= Objective =
Return each entry exactly, omitting nothing.

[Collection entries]

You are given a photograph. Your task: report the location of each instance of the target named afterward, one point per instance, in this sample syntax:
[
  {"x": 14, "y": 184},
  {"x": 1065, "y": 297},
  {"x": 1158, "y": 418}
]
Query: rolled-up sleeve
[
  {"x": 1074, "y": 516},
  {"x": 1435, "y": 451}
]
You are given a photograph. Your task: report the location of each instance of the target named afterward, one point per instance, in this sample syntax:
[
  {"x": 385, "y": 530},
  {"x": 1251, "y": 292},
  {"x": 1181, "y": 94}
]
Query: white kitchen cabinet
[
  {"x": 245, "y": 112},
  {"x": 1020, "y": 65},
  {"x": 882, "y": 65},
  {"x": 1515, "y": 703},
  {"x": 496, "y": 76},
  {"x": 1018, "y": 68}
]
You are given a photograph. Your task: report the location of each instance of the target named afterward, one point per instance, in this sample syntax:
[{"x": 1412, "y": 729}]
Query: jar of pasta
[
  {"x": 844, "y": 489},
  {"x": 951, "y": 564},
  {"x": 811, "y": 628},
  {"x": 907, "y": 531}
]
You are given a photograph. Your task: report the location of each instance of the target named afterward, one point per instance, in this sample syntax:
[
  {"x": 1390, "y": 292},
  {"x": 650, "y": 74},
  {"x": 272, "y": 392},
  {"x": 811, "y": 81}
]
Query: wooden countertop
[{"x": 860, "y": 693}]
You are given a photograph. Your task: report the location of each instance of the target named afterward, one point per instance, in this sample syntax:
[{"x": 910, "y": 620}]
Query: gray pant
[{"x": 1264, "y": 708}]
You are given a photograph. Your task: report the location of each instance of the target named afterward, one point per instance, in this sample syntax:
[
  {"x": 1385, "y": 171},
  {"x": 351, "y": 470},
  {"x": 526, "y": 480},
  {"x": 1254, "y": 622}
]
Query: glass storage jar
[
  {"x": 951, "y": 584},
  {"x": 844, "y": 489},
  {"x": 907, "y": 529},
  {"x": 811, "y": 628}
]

= Completed task =
You are given a photograph. Your task: report the location of each instance of the target named afterward, one point per instance, in this sample syntax:
[
  {"x": 14, "y": 184},
  {"x": 1065, "y": 297},
  {"x": 1158, "y": 418}
]
Query: rolled-up sleeve
[
  {"x": 1074, "y": 516},
  {"x": 1435, "y": 451}
]
You are given a photograph. Your task: report the location of each instance of the target named afterward, one point per instance, in this sample syntax:
[
  {"x": 385, "y": 530},
  {"x": 1251, "y": 292},
  {"x": 1181, "y": 94}
]
Query: white kitchen cabinet
[
  {"x": 245, "y": 112},
  {"x": 1020, "y": 65},
  {"x": 882, "y": 65},
  {"x": 1515, "y": 703},
  {"x": 496, "y": 76},
  {"x": 1018, "y": 68}
]
You are given a photograph. Your task: report the location of each instance of the target named afterward, one point per instance, in this sample syntax:
[{"x": 1412, "y": 729}]
Query: jar of pasta
[
  {"x": 844, "y": 489},
  {"x": 951, "y": 564},
  {"x": 811, "y": 628},
  {"x": 907, "y": 531}
]
You are given a photograph. Your task: report the location of each instance of the target named afterward, one point per instance, in this sample syntax:
[
  {"x": 1390, "y": 292},
  {"x": 650, "y": 74},
  {"x": 272, "y": 392},
  {"x": 811, "y": 81}
]
Query: wooden countertop
[{"x": 860, "y": 693}]
You are given a photograph. Your task: report the location of each instance of the target named afterward, one point per instance, in this sample syntax:
[{"x": 910, "y": 620}]
Query: gray pant
[{"x": 1264, "y": 708}]
You are given a photograph. Your task: report the location of each instance of the target named afterward, one point per instance, in this sample syntax:
[
  {"x": 1385, "y": 171},
  {"x": 351, "y": 470},
  {"x": 526, "y": 480},
  {"x": 1254, "y": 622}
]
Query: glass storage jar
[
  {"x": 951, "y": 584},
  {"x": 844, "y": 489},
  {"x": 907, "y": 529},
  {"x": 811, "y": 628}
]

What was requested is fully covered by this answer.